Intracellular shift of phosphate

Several physiologic agents stimulate phosphate uptake from the extracellular environment into the cell. This phenomenon can exacerbate the hypophosphatemia caused by the previously described mechanisms and can result in profound hypophosphatemia. However, in some circumstances, the shift alone may be enough to produce hypophosphatemia, albeit of a milder degree.

Acute respiratory alkalosis or hyperventilation produces hypophosphatemia by stimulating a shift of phosphate into the cells. This mechanism is responsible for the hypophosphatemia observed with salicylate overdose, panic attacks, and sepsis. Extreme hyperventilation in normal subjects can lower serum phosphate concentrations to below 1.0 mg/dL (0.32 mmol/L), and it is probably the most common cause of marked hypophosphatemia in hospitalized patients. Less pronounced hypophosphatemia may occur during the increase in ventilation after the successful treatment of severe asthma. [53]

The effects of respiratory alkalosis are exacerbated by concomitant glucose infusions and may persist after hyperventilation ceases. Respiratory alkalosis also may be the precipitating factor in the hypophosphatemia-induced acute rhabdomyolysis that can occur in alcoholic patients. [54]

Other mechanisms are as follows:

  • Insulin increases cell phosphate uptake and causes hypophosphatemia during treatment of diabetic ketoacidosis, refeeding, and parenteral nutrition therapy
  • Exogenous epinephrine also stimulates cellular phosphate uptake
  • Several cytokines reportedly stimulate intracellular phosphate shifts; this mechanism is perhaps responsible for the hypophosphatemia observed in the ICU setting of trauma, extensive burns, and bone marrow transplantation
  • In hungry bone syndrome, rapid uptake of phosphate into bone occurs after the initial treatment of osteomalacia or rickets or postparathyroidectomy [55]
  • Kidney transplantation

Kidney transplantation

Hypophosphatemia is a common complication of kidney transplantation. [56] Tertiary hyperparathyroidism has long been thought to be the etiology, but hypophosphatemia can occur in patients with low parathyroid hormone (PTH) levels and can persist after high PTH levels normalize. Furthermore, even in the setting of normal allograft function, hypophosphatemia, and hyperparathyroidism, calcitriol levels remain inappropriately low following transplantation, suggesting that mechanisms other than PTH contribute to phosphate homeostasis.

FGF23 induces phosphaturia, inhibits calcitriol synthesis, and accumulates in chronic kidney disease. This factor has been suggested as a possible mediator of posttransplantation hypophosphatemia. [57] Dipyridamole enhances renal tubular phosphate reabsorption and has been shown to be effective in posttransplant hypophosphatemia in small studies.

# Study material
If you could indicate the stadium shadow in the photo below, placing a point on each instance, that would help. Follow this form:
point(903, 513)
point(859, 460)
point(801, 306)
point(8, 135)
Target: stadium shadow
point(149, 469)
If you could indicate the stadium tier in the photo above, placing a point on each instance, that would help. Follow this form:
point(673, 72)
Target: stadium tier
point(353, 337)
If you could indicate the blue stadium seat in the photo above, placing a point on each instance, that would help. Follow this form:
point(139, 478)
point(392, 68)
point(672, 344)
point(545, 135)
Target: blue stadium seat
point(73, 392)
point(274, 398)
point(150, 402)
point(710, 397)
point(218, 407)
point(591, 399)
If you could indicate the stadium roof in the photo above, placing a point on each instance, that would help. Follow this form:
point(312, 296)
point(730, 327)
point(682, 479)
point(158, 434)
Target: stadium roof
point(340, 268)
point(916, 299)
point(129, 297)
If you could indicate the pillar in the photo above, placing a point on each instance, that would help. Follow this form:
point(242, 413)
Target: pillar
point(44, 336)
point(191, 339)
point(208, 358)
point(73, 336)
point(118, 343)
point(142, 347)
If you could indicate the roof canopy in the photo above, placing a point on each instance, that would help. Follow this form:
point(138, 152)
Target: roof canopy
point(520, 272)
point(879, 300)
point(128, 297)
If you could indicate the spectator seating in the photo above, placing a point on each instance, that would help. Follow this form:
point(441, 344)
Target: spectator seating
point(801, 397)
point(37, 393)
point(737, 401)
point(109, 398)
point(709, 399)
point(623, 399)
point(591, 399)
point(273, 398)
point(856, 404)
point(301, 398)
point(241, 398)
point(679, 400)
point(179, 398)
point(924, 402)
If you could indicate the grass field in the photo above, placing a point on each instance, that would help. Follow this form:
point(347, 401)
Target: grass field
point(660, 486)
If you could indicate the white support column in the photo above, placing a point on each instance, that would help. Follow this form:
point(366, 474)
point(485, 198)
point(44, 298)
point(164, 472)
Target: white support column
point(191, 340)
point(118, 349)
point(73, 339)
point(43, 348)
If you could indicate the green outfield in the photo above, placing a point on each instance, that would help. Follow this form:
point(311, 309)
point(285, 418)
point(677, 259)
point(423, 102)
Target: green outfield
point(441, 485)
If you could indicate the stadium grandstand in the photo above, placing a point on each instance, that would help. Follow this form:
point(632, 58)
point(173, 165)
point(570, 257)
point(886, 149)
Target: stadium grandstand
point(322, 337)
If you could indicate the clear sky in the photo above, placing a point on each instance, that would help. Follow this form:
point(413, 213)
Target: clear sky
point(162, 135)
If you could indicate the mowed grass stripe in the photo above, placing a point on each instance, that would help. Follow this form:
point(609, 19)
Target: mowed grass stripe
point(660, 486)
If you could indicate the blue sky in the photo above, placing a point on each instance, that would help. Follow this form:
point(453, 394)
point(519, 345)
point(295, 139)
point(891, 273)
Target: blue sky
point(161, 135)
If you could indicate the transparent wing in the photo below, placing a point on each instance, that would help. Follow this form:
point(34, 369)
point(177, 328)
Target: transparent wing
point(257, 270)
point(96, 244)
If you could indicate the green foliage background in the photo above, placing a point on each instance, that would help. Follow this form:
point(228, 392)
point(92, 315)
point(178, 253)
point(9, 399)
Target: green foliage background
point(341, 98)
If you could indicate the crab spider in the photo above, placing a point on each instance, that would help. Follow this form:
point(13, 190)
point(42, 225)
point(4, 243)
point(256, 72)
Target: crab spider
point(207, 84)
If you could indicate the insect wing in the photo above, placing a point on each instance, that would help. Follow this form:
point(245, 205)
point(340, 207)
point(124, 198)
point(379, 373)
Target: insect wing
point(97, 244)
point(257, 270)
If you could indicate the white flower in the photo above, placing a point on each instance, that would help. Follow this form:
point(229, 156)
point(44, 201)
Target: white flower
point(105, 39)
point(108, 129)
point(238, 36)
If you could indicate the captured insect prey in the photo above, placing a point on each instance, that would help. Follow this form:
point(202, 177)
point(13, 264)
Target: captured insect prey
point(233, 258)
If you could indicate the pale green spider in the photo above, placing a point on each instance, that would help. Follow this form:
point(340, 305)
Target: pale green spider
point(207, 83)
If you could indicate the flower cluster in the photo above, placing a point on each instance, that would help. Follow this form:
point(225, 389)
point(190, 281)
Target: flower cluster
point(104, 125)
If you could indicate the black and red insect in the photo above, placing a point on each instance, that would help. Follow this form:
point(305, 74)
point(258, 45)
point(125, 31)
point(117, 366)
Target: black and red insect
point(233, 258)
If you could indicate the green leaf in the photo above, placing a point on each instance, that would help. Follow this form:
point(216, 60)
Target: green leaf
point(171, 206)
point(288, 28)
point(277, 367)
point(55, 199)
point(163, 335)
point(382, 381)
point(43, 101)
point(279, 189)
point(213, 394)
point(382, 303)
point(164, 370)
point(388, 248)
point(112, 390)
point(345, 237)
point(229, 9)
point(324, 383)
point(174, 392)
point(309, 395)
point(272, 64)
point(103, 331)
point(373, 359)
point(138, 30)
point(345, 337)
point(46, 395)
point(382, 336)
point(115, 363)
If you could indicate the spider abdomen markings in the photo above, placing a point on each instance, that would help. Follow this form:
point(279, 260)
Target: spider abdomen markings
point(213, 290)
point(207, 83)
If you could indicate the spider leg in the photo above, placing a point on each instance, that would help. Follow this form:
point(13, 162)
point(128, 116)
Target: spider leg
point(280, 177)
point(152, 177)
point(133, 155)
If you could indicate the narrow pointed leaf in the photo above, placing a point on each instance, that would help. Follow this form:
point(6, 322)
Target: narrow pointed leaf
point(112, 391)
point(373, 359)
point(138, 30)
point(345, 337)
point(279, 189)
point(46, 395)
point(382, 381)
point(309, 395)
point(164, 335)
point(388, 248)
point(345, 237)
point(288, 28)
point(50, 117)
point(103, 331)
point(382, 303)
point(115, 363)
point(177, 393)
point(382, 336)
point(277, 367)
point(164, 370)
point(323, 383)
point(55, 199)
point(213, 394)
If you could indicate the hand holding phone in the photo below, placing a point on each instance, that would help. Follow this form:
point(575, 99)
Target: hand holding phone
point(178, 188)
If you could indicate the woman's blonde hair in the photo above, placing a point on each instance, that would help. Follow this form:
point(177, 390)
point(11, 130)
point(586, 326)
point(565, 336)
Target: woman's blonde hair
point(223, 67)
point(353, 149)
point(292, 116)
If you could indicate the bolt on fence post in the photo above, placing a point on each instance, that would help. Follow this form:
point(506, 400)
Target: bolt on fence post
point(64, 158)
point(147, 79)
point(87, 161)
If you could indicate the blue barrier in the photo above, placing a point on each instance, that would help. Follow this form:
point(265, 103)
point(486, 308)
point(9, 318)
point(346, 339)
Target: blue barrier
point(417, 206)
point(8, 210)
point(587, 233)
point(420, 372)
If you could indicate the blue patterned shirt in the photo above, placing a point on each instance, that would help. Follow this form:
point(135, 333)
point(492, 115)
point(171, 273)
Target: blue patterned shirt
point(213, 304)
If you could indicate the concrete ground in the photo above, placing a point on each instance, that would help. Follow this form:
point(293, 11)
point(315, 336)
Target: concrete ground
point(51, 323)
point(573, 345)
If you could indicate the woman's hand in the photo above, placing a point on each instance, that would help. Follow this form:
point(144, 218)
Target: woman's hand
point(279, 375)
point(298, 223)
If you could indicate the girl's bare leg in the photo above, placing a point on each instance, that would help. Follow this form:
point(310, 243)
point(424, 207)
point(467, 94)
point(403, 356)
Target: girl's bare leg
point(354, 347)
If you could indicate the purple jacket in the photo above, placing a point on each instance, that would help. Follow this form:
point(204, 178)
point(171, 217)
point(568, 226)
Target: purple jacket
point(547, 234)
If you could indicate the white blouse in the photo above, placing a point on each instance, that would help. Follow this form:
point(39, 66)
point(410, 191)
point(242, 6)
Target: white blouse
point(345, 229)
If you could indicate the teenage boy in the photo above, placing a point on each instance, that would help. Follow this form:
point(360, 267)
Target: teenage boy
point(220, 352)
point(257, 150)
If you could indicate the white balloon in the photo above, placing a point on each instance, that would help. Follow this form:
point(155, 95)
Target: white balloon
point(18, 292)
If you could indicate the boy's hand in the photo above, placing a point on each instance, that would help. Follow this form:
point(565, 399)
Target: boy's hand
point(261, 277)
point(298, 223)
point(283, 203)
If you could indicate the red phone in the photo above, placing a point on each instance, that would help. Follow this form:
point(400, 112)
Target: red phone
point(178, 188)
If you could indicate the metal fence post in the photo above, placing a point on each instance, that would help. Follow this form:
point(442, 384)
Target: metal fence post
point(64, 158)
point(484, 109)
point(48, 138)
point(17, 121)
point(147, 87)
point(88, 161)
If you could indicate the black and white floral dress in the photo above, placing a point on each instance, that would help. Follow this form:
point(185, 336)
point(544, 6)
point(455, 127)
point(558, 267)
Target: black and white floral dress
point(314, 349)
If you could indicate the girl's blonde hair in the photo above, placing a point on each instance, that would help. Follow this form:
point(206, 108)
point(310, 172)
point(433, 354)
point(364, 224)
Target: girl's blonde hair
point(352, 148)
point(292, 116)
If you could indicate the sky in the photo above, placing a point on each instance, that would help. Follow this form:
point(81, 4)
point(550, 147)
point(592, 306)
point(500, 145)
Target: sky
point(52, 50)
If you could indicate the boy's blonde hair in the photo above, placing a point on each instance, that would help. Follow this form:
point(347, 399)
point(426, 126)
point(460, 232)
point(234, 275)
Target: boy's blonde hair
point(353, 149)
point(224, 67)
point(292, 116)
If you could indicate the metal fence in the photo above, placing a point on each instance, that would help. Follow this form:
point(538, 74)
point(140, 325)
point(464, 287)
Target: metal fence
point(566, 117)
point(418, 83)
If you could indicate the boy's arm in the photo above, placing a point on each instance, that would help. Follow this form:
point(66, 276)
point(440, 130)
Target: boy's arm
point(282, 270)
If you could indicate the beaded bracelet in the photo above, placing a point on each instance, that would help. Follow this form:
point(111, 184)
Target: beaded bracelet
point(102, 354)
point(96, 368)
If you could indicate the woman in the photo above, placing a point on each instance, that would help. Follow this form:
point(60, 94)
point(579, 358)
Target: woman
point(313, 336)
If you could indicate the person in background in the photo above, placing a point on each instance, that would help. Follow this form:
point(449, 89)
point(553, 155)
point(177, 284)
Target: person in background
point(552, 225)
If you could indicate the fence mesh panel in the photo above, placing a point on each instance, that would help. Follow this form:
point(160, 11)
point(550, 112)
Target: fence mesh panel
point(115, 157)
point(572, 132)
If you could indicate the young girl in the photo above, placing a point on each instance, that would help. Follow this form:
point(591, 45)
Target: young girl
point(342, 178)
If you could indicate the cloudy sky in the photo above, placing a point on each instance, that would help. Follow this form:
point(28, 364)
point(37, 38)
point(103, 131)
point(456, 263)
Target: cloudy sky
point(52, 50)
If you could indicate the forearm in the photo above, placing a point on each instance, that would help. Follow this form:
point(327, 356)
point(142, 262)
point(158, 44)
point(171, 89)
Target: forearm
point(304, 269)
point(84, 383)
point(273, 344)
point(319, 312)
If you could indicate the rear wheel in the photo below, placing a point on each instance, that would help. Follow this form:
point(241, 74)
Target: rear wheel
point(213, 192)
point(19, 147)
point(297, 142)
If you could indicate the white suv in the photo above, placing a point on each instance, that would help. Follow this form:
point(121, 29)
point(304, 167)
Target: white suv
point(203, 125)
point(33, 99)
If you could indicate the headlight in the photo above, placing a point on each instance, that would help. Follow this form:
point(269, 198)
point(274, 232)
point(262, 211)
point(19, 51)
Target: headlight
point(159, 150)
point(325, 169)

# Using the information
(a) Translate this sentence from the phosphate shift passage into Spanish: "Several physiologic agents stimulate phosphate uptake from the extracellular environment into the cell."
(b) Reproduce the phosphate shift passage starting at "Intracellular shift of" and ending at "a milder degree.", with "extracellular environment" changed to "extracellular space".
(c) Does each statement agree with the phosphate shift passage? Answer yes or no for each, quoting the words from the passage that decide it.
(i) Extreme hyperventilation in normal subjects can bring serum phosphate below 1.0 mg/dL.
(ii) Hypophosphatemia after kidney transplantation occurs only in patients with high PTH levels.
(iii) Dipyridamole reduces renal tubular phosphate reabsorption.

# Solutions to each task
(a) Varios agentes fisiológicos estimulan la captación de fosfato desde el entorno extracelular hacia el interior de la célula.

(b)
Intracellular shift of phosphate

Several physiologic agents stimulate phosphate uptake from the extracellular space into the cell. This phenomenon can exacerbate the hypophosphatemia caused by the previously described mechanisms and can result in profound hypophosphatemia. However, in some circumstances, the shift alone may be enough to produce hypophosphatemia, albeit of a milder degree.

(c)
(i) Yes: "Extreme hyperventilation in normal subjects can lower serum phosphate concentrations to below 1.0 mg/dL (0.32 mmol/L)"
(ii) No: "hypophosphatemia can occur in patients with low parathyroid hormone (PTH) levels"
(iii) No: "Dipyridamole enhances renal tubular phosphate reabsorption"